--- begin PROVIDED PASSAGE ---

Linux kernel mirror (for testing) git.kernel.org/pub/scm/linux/kernel/git/torvalds/linux.git
kernel os linux

powerpc/perf: Add per-event excludes on Power8

Power8 has a new register (MMCR2), which contains individual freeze bits
for each counter. This is an improvement on previous chips as it means
we can have multiple events on the PMU at the same time with different
exclude_{user,kernel,hv} settings. Previously we had to ensure all
events on the PMU had the same exclude settings.

The core of the patch is fairly simple. We use the 207S feature flag to
indicate that the PMU backend supports per-event excludes, if it's set
we skip the generic logic that enforces the equality of excludes between
events. We also use that flag to skip setting the freeze bits in MMCR0,
the PMU backend is expected to have handled setting them in MMCR2.

The complication arises with EBB. The FCxP bits in MMCR2 are accessible
R/W to a task using EBB. Which means a task using EBB will be able to
see that we are using MMCR2 for freezing, whereas the old logic which
used MMCR0 is not user visible.

The task can not see or affect exclude_kernel & exclude_hv, so we only
need to consider exclude_user.

--- end PROVIDED PASSAGE ---

#### TASKS TO CARRY OUT:
(A) In the Power8 patch description, which register holds an individual freeze bit for each counter?
(B) Pick up the Power8 patch description after its final sentence and continue it.
The lines that come after this text aren't needed.

--- begin DATA BLOCK ---

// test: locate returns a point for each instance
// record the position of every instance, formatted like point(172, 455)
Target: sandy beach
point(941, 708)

--- end DATA BLOCK ---

#### ANSWERS FOR THIS EXERCISE:
(A) MMCR2.

(B)
The table below summarises the behaviour both before and after this
commit is applied:

exclude_user true false
------------------------------------
| User visible | N N
Before | Can freeze | Y Y
| Can unfreeze | N Y
------------------------------------
| User visible | Y Y
After | Can freeze | Y Y
| Can unfreeze | Y/N Y
------------------------------------

So firstly I assert that the simple visibility of the exclude_user
setting in MMCR2 is a non-issue. The event belongs to the task, and
was most likely created by the task. So the exclude_user setting is not
privileged information in any way.

Secondly, the behaviour in the exclude_user = false case is unchanged.
This is important as it is the case that is actually useful, ie. the
event is created with no exclude setting and the task uses MMCR2 to
implement exclusion manually.

For exclude_user = true there is no meaningful change to freezing the
event. Previously the task could use MMCR2 to freeze the event, though
it was already frozen with MMCR0. With the new code the task can use
MMCR2 to freeze the event, though it was already frozen with MMCR2.

The only real change is when exclude_user = true and the task tries to
use MMCR2 to unfreeze the event. Previously this had no effect, because
the event was already frozen in MMCR0. With the new code the task can
unfreeze the event in MMCR2, but at some indeterminate time in the
future the kernel will overwrite its setting and refreeze the event.

Therefore my final assertion is that any task using exclude_user = true
and also fiddling with MMCR2 was deeply confused before this change, and
remains so after it.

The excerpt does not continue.